Complicated Crohn's-like colitis, associated with Hermansky-Pudlak syndrome, treated with Infliximab: a case report and brief review of the literature
© Kouklakis et al; licensee BioMed Central Ltd. 2007
Received: 06 June 2007
Accepted: 08 December 2007
Published: 08 December 2007
Hermansky-Pudlak syndrome (HPS) is a rare autosomal recessive inherited disorder consisting of a triad of albinism, increased bleeding tendency secondary to platelet dysfunction, and systemic complications associated with ceroid depositions within the reticuloendothelial system. HPS has been associated with gastrointestinal (GI) complications related to chronic granulomatous colitis with pathologic features suggestive of Crohn's disease. This colitis can be severe and has been reported to be poorly responsive to medical therapies including antibiotics, corticosteroids, sulfasalazine, mesalamine and azathioprine.
We report a patient with HPS which was complicated by inflammatory bowel disease with clinical and pathologic features of Crohn's disease, refractory to antibiotics, corticosteroids and azathioprine. A trial of infliximab was attempted and repeated infusions produced a complete response.
The occurrence of ileitis and perianal lesions and also the histopathological findings in our case suggest that HPS and Crohn's disease may truly be associated. Given this similarity and the failure of the standard medical therapy of corticosteroids and azathioprine, our patient received infliximab with marked clinical improvement.

+ + +

▶ _Exercise 1_
In the case report on Hermansky-Pudlak syndrome, which treatments did the patient's inflammatory bowel disease fail to respond to?
▶ _Exercise 2_
From the case report on Hermansky-Pudlak syndrome, extract everything from "Complicated Crohn's-like colitis, associated" down to "mesalamine and azathioprine.".
▶ _Exercise 3_
Continue the case report on Hermansky-Pudlak syndrome from its final sentence onward.
The lines that come next are not needed for any of this.

▶ _Data provided_
+ + +

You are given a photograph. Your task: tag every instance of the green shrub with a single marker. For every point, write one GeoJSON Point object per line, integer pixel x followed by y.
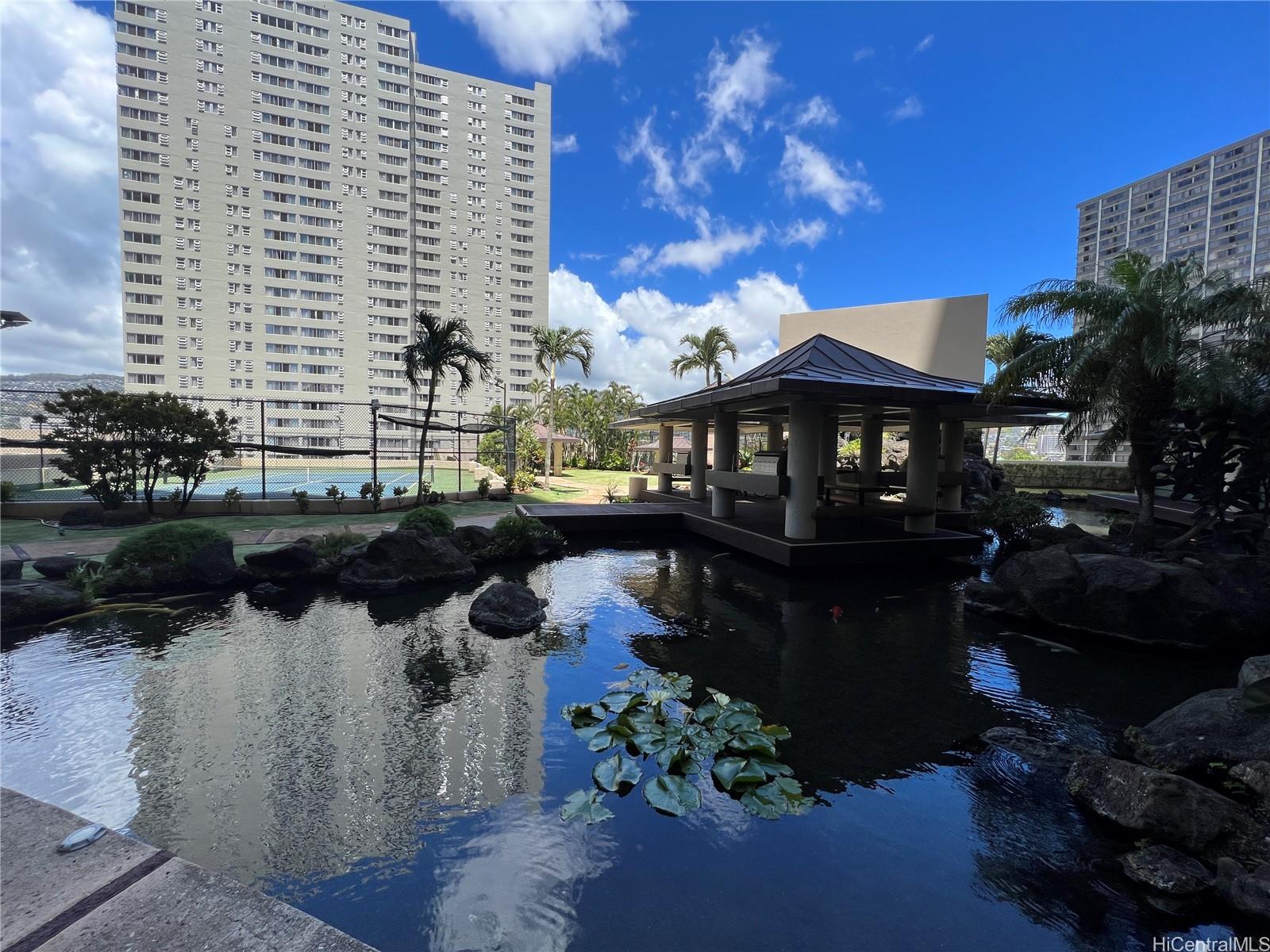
{"type": "Point", "coordinates": [332, 543]}
{"type": "Point", "coordinates": [159, 556]}
{"type": "Point", "coordinates": [435, 520]}
{"type": "Point", "coordinates": [1011, 518]}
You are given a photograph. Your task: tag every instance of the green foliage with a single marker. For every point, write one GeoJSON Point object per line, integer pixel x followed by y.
{"type": "Point", "coordinates": [332, 543]}
{"type": "Point", "coordinates": [159, 555]}
{"type": "Point", "coordinates": [114, 443]}
{"type": "Point", "coordinates": [435, 520]}
{"type": "Point", "coordinates": [1011, 518]}
{"type": "Point", "coordinates": [374, 492]}
{"type": "Point", "coordinates": [649, 723]}
{"type": "Point", "coordinates": [87, 579]}
{"type": "Point", "coordinates": [336, 495]}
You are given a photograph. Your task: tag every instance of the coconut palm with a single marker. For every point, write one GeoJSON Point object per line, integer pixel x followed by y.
{"type": "Point", "coordinates": [554, 347]}
{"type": "Point", "coordinates": [705, 353]}
{"type": "Point", "coordinates": [441, 347]}
{"type": "Point", "coordinates": [1138, 348]}
{"type": "Point", "coordinates": [1003, 348]}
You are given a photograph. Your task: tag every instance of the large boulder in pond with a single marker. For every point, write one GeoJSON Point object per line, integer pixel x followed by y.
{"type": "Point", "coordinates": [1124, 597]}
{"type": "Point", "coordinates": [214, 564]}
{"type": "Point", "coordinates": [37, 602]}
{"type": "Point", "coordinates": [406, 558]}
{"type": "Point", "coordinates": [1168, 808]}
{"type": "Point", "coordinates": [295, 560]}
{"type": "Point", "coordinates": [60, 566]}
{"type": "Point", "coordinates": [507, 608]}
{"type": "Point", "coordinates": [1210, 727]}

+ + +

▶ _Response 1_
Antibiotics, corticosteroids and azathioprine.

▶ _Response 2_
Complicated Crohn's-like colitis, associated with Hermansky-Pudlak syndrome, treated with Infliximab: a case report and brief review of the literature
© Kouklakis et al; licensee BioMed Central Ltd. 2007
Received: 06 June 2007
Accepted: 08 December 2007
Published: 08 December 2007
Hermansky-Pudlak syndrome (HPS) is a rare autosomal recessive inherited disorder consisting of a triad of albinism, increased bleeding tendency secondary to platelet dysfunction, and systemic complications associated with ceroid depositions within the reticuloendothelial system. HPS has been associated with gastrointestinal (GI) complications related to chronic granulomatous colitis with pathologic features suggestive of Crohn's disease. This colitis can be severe and has been reported to be poorly responsive to medical therapies including antibiotics, corticosteroids, sulfasalazine, mesalamine and azathioprine.

▶ _Response 3_
Hermansky-Pudlak syndrome (HPS) is a complex syndrome with a triad of manifestations of tyrosinase-positive oculocutaneous albinism (Ty-pos OCA), bleeding diathesis resulting from platelet dysfunction, and systemic complications associated with accumulation of ceroid lipofusion. Complications of the syndrome such as renal failure, cardiomyopathy, fatal pulmonary fibrosis and granulomatous colitis have been described [1, 2].
Specifically, the colitis is a unique type of inflammatory bowel disease which can be severe and even fatal, with clinical features suggestive of chronic ulcerative colitis and pathological features more closely similar to those of Crohn's disease . It is still unclear whether the granulomatous colitis in HPS is because of ceroid deposition or reflects the coexistence of Crohn's disease and HPS.
An analysis of most reported cases, since Schinella et al. first reported granulomatous colitis in association with HPS (1980), suggests that the colitis of HPS is simply a reaction to the tissue deposition of ceroid . Yet, there are reported cases of HPS with gastrointestinal complications related to chronic granulomatous colitis, enterocolitis, ileitis, intestinal fistulization or granulomatous perianal disease [2–5]. These observations suggest that the colitis of HPS is due to the development of classical Crohn's disease. Therefore, it is possible that treatments known to be effective for Crohn's disease would be effective for HPS-associated enterocolitis [3, 4]. A review of reported cases reveals no consistent success with the standard medical treatment including sulfasalazine, mesalamine, corticosteroids and antibiotics, such metronidazole and ciprofloxacin . In some cases surgical intervention is necessary, while subtotal colectomy or total proctocolectomy has been performed as a last resort .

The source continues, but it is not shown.